**Consigne:** Réécrivez sous forme de liste le paragraphe du texte fourni ci-dessous qui commence par « Social Engineering : L’approche la plus commune ». Conservez ses faits principaux.

**Texte fourni:**
Attaque de type "Man-in-the-middle

Comment les hackers peuvent obtenir les codes envoyés par SMS

Un nombre important de solutions MFA reposent sur l’envoi de codes à usage unique par SMS dont la saisie valide le log in. Le problème est que les hackers ont trouvé plusieurs solutions pour battre cette approche.

  • Social Engineering : L’approche la plus commune est d’avoir recours à des techniques de social engineering pour obtenir le code. Les hackers vont se connecter en utilisant le nom et le mot de passe de la cible (éléments acquis préalablement), ce qui va générer l’envoi d’un code à usage unique. Les hackers enverront, simultanément, un message spécialement conçu pour obtenir le code. Par exemple, le message indiquera qu’il y a une "vérification de sécurité en cours et que pour la valider l’utilisateur doit répondre par SMS avec le code qu’il vient de recevoir". Ce type de message peut atteindre des taux de succès de 50%. Et une fois que les hackers ont obtenu le code, ils peuvent terminer de s’identifier.

**Données fournies:**
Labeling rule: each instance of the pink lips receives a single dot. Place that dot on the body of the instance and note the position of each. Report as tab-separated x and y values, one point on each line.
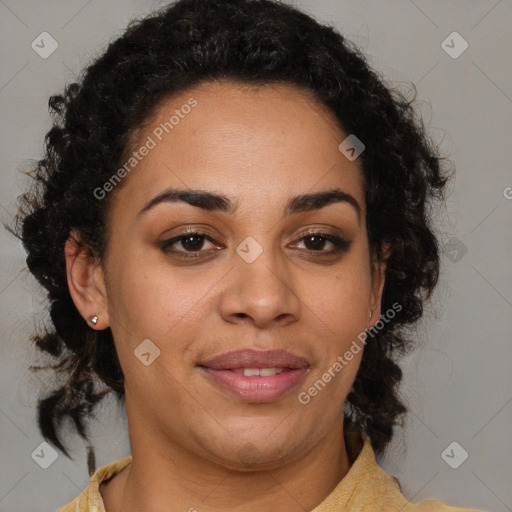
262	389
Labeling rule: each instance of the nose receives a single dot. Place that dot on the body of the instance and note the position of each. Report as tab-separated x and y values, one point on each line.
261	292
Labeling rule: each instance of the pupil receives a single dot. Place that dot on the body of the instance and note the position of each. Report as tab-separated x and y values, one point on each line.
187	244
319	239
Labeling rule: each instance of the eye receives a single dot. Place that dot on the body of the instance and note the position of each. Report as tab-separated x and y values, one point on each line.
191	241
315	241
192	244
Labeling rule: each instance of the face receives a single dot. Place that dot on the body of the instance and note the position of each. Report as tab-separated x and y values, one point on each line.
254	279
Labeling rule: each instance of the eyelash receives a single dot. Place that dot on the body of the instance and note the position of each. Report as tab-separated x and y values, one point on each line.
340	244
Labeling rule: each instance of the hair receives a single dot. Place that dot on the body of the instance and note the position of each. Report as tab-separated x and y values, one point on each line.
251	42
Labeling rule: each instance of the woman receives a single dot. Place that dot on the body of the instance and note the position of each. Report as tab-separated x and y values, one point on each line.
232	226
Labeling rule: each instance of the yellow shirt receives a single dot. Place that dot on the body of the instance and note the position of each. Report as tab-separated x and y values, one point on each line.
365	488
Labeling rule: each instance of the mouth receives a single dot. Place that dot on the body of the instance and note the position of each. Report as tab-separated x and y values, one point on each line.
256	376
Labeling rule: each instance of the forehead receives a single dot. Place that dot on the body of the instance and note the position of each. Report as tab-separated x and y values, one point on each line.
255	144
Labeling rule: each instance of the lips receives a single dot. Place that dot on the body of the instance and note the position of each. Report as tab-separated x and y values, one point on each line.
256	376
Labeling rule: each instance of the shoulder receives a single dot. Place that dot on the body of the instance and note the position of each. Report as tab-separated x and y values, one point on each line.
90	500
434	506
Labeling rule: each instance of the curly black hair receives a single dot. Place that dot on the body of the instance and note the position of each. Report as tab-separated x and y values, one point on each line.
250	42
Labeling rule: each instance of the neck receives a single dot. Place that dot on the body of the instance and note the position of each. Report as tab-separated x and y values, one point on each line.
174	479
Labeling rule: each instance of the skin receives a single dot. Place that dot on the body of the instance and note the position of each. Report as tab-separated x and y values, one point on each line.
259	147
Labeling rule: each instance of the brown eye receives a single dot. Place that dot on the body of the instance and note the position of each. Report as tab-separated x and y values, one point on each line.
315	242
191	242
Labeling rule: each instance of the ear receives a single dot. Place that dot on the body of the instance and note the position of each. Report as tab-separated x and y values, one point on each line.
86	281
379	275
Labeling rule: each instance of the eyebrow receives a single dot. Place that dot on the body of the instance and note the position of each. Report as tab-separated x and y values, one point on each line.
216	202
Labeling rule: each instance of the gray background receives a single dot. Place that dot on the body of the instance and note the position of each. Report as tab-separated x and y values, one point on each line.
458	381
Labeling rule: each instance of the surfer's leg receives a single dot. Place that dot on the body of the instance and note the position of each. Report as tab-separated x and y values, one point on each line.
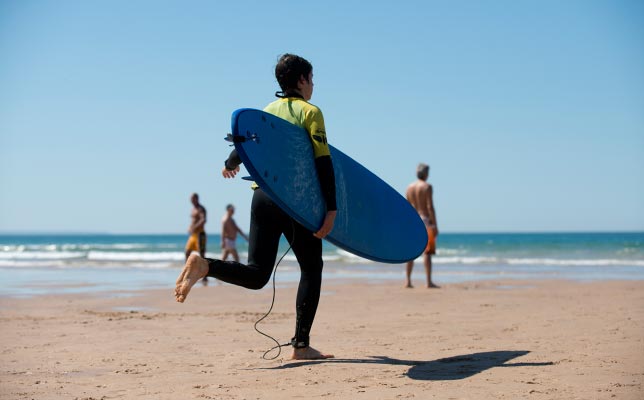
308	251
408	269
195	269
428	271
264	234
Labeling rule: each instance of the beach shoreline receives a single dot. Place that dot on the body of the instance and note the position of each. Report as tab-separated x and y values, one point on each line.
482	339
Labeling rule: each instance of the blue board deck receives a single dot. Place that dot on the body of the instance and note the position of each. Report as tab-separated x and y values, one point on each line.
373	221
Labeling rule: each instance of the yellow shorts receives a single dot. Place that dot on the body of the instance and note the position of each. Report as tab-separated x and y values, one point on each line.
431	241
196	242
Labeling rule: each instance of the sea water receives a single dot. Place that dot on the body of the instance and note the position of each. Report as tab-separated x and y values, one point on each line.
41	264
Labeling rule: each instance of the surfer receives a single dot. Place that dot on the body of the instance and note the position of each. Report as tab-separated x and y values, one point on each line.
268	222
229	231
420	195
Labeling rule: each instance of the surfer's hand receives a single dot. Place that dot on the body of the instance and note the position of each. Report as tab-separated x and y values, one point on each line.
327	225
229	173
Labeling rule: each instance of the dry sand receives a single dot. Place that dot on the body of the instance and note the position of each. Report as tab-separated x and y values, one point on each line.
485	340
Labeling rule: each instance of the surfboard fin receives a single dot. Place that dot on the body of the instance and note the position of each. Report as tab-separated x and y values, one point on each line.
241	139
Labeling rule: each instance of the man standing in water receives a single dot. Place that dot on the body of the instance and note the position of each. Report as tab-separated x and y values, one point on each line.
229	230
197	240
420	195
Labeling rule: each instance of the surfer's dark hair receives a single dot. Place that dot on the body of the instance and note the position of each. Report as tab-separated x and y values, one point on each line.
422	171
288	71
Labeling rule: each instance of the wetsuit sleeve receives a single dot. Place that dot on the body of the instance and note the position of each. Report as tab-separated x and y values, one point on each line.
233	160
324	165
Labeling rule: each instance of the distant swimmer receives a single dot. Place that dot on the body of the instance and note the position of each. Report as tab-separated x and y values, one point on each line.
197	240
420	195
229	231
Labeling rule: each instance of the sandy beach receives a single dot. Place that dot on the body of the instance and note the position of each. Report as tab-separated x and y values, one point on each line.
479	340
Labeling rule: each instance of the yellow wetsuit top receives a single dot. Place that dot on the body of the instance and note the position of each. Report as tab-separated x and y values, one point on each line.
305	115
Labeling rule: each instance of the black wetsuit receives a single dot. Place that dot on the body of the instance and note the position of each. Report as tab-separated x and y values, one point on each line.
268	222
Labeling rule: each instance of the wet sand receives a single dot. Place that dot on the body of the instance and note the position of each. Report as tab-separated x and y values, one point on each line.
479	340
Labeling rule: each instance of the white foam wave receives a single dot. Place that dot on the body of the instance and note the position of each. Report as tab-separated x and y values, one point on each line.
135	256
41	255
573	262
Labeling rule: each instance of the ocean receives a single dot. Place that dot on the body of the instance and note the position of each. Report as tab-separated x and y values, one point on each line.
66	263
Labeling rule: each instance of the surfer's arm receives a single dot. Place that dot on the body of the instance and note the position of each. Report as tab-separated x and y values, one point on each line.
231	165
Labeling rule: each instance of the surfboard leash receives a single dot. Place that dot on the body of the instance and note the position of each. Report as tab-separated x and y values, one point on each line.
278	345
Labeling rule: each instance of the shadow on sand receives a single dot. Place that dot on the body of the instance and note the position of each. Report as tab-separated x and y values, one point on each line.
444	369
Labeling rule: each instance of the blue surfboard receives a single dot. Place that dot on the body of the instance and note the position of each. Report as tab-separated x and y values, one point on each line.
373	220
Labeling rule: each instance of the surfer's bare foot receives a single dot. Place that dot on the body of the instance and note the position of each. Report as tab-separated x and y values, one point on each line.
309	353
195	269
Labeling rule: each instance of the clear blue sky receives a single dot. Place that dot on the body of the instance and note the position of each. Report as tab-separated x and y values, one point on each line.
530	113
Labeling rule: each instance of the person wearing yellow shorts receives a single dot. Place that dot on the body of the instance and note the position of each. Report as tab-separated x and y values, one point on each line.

**Réponse:**
- L’approche la plus courante pour obtenir le code est le social engineering.
- Les hackers se connectent avec le nom et le mot de passe de la cible, acquis au préalable, ce qui déclenche l’envoi d’un code à usage unique.
- En même temps, ils envoient un message conçu pour obtenir ce code. Ce message annonce par exemple une vérification de sécurité en cours, que l’utilisateur doit valider en renvoyant par SMS le code reçu.
- Ce type de message peut atteindre un taux de succès de 50 %.
- Une fois le code obtenu, les hackers peuvent terminer leur identification.